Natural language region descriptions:
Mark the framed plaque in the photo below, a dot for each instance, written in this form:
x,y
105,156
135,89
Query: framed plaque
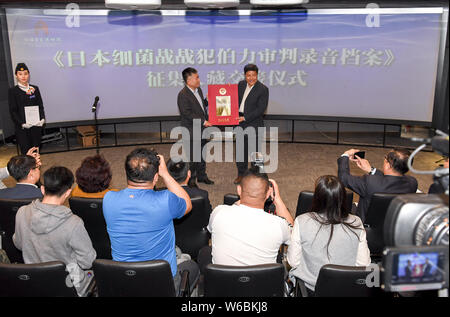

• What is required
For this exercise, return the records above in full and exactly, omitting the images.

• Output of the exercise
Mark the framed plaque in the photo below, a dot for each instance, written in this form:
x,y
105,156
135,89
Query: framed plaque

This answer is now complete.